The eighteenth century saw the ruin of Aurungzebe's empire going on apace. Sikhs and Rajpoots threw off its yoke; hereditary kingdoms were clutched for themselves out of the wreck by its ambitious viceroys; in 1739 the Persian Nadir Shah plundered the treasures of Delhi; after him came fresh hordes of Afghan horsemen. The greatest power in India was now the Mahratta Confederacy, under hereditary ministers bearing the title of Peshwa, who, like the Mayors of the Palace in Old France, usurped all real power, keeping Sivajee's unworthy heirs in sumptuous seclusion; a form of government that has often been brought about in Oriental States. The Peshwas, with their capital at Poona, ruled over the Deccan, the great tableland of the south; but the Mahratta incursions were carried as far as Delhi and Calcutta; and throughout India reigned a lawless disorder, inviting the interference of any hand strong enough to seize the opportunity.

Record list:
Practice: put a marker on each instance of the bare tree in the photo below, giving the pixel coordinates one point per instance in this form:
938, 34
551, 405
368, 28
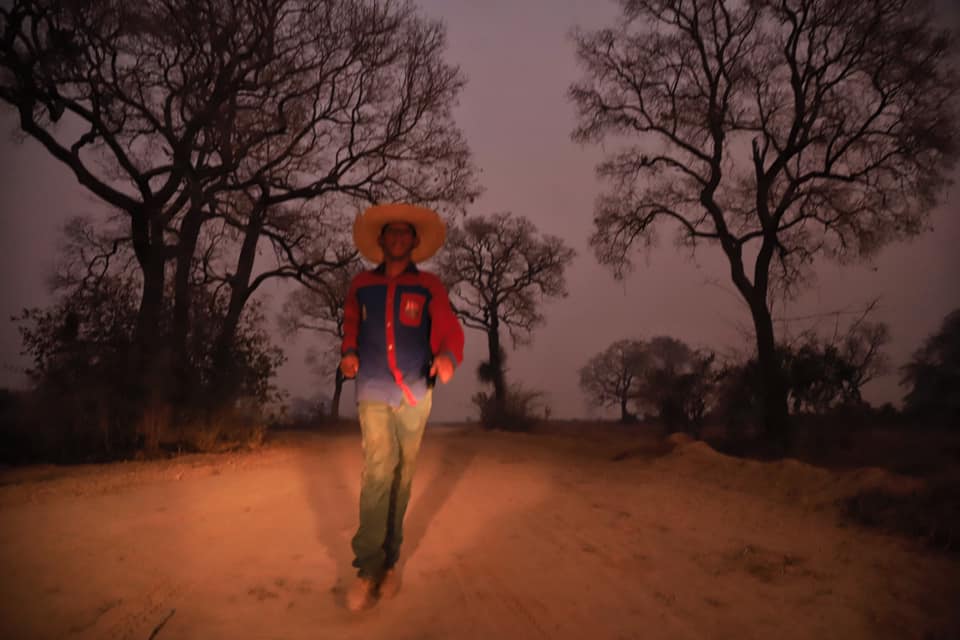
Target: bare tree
781, 131
676, 381
499, 272
186, 113
611, 378
318, 308
933, 375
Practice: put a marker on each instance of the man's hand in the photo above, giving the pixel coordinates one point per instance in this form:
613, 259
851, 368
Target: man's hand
349, 365
442, 368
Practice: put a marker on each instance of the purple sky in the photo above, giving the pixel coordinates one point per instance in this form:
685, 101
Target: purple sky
519, 63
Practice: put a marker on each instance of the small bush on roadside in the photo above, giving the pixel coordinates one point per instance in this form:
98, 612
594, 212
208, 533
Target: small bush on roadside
521, 409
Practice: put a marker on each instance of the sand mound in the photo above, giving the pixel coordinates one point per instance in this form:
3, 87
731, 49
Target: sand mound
789, 480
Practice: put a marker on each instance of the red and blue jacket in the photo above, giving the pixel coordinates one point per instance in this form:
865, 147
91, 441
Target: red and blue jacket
396, 326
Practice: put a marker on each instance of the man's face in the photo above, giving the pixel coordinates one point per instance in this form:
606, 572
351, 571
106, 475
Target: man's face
398, 240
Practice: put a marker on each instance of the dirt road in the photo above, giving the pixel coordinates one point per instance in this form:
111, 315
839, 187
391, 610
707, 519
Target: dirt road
508, 535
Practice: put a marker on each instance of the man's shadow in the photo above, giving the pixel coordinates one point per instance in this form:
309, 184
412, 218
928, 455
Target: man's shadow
453, 458
331, 476
331, 465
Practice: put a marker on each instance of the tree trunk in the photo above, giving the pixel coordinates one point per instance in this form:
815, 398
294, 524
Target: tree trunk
337, 392
496, 367
773, 387
151, 366
225, 384
182, 300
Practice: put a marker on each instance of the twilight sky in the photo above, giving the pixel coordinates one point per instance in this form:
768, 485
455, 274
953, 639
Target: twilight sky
519, 62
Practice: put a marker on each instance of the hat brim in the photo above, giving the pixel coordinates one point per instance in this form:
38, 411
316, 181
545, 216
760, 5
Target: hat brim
430, 227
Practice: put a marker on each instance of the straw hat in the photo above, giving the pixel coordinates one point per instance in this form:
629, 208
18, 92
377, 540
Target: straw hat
429, 225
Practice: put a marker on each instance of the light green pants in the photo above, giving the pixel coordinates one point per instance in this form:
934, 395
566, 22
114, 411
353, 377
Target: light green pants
391, 440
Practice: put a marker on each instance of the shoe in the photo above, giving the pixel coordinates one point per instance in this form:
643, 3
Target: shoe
390, 584
360, 595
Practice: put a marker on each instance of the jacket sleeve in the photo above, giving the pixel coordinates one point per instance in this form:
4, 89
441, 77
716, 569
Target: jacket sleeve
351, 320
446, 332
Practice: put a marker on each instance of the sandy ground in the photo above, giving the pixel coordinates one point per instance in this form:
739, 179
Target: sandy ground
508, 535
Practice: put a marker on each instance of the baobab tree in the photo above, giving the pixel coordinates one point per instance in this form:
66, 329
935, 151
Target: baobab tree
500, 271
246, 121
780, 131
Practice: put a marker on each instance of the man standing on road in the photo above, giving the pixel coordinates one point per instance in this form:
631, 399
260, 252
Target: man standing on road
400, 335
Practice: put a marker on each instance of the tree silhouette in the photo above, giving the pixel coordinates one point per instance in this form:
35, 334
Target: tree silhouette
611, 378
221, 120
677, 382
318, 308
499, 271
779, 131
933, 374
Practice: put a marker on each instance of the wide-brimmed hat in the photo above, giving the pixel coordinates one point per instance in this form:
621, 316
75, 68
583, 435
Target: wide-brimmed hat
429, 225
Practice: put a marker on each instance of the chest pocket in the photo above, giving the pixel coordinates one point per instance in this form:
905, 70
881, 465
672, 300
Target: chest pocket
411, 309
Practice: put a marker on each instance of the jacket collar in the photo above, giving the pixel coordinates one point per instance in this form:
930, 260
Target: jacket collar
382, 269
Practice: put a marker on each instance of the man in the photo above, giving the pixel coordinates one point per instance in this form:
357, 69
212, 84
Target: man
400, 334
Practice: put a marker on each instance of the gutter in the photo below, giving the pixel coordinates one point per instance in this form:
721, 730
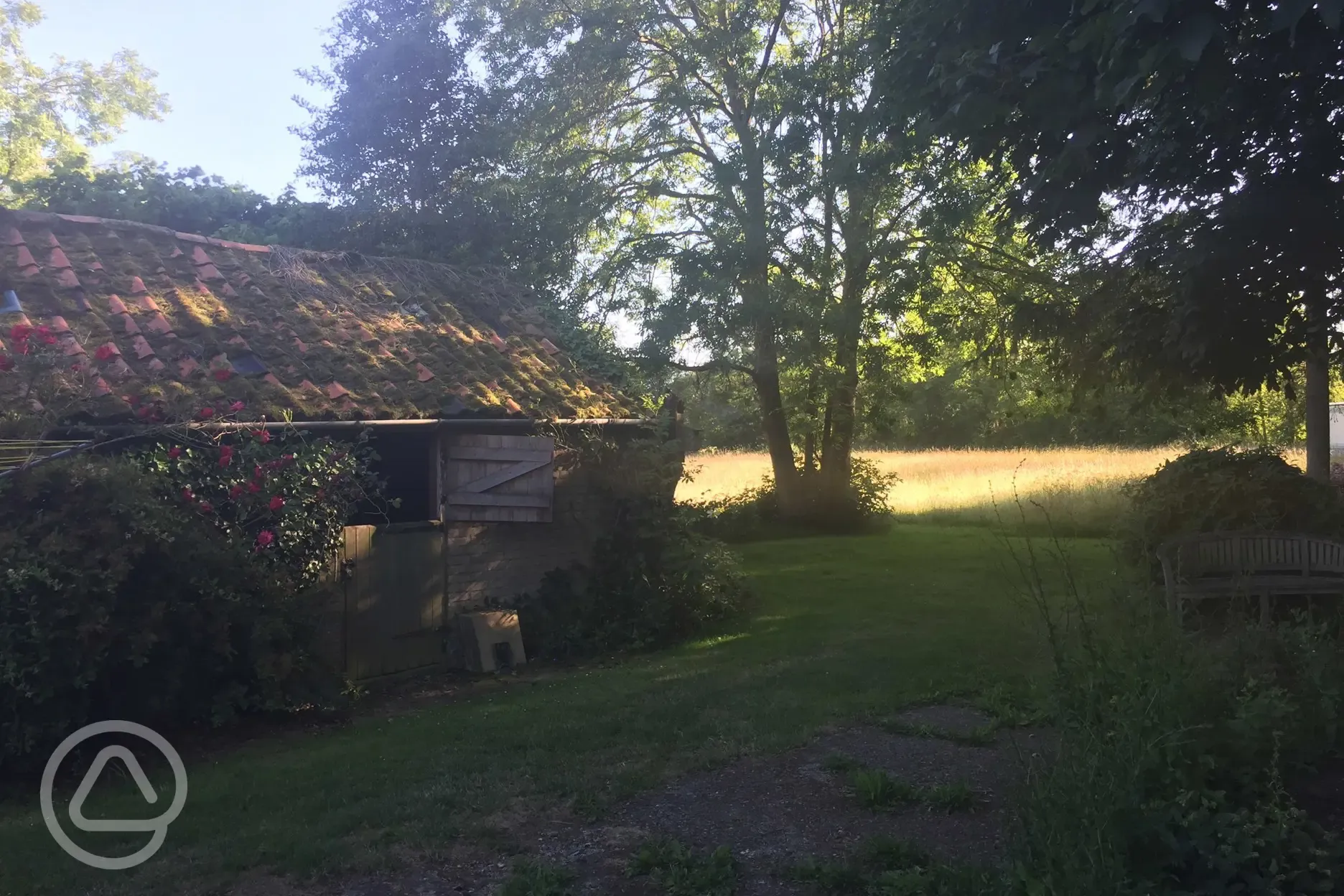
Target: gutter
507, 425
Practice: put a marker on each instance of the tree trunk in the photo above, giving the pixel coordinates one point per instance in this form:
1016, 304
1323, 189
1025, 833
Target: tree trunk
838, 452
1317, 387
761, 313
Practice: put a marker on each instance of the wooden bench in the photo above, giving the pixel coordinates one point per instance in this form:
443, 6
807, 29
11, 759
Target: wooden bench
1253, 564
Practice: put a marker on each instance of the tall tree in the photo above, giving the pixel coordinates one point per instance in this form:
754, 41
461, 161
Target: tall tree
54, 113
1205, 137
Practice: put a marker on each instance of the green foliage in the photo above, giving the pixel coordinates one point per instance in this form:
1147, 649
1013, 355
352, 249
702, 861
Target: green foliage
534, 879
756, 513
1228, 490
683, 872
54, 113
652, 582
283, 496
190, 200
116, 604
1093, 106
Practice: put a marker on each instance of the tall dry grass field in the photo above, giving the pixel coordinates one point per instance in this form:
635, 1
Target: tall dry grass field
1078, 488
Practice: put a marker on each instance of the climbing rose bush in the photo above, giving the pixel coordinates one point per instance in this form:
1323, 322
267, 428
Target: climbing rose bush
283, 495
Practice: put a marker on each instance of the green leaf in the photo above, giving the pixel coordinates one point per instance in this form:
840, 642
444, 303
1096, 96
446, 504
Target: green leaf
1194, 37
1330, 11
1288, 14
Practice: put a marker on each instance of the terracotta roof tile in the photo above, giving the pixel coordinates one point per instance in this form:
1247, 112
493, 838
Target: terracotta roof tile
390, 340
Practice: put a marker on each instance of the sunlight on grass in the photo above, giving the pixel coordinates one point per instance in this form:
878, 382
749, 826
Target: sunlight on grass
1077, 487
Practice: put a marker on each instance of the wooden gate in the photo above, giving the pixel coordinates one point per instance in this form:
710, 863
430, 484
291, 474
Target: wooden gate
394, 599
500, 479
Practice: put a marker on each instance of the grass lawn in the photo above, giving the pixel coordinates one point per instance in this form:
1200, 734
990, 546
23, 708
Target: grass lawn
846, 629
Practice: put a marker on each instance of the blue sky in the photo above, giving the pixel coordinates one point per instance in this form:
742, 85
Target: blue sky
228, 67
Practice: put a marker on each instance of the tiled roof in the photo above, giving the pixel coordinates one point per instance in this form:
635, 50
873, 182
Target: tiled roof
180, 322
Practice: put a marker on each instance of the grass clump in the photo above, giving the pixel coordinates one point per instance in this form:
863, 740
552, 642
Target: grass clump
878, 790
530, 877
1170, 777
755, 513
683, 872
886, 867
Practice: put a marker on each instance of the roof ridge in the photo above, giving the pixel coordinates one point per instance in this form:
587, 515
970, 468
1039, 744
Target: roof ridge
325, 254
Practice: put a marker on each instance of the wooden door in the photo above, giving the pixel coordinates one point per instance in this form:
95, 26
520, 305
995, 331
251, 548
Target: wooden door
499, 479
394, 599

Task instructions:
Carry forward the passage on the decline of Aurungzebe's empire, beginning directly after its final sentence. The data come from a source unrelated to the text.

Written response:
It was the French who, having failed as traders, first sought to make political profit out of this confusion. Dupleix, Governor of Pondicherry, conceived lofty ideas of founding a new empire under the shadow of the old one, and to this end, began by trying to get rid of his English neighbours. In 1746 Madras was captured by the French, to be restored indeed at the peace of Aix-la-Chapelle; but though there came peace in Europe between the two nations, their East India Companies remained at jealous war. Dupleix, mixing in the intrigues of native ambition, made himself, for a time, predominant in the south; and we seemed like to lose all hold here, but for the appearance on the scene of one who was to prove arbiter of India's destinies.

Every one knows how the young subaltern Robert Clive, by his gallant defence of Arcot, suddenly sprang into fame, and at once turned the scale of prestige in favour of his countrymen. The French went on losing influence, till, in 1761, it was the turn of their settlements to be conquered. Dupleix died in disgrace with his ungrateful sovereign, while Clive was heaped with honours and rewards, soon earned by services in another field of action.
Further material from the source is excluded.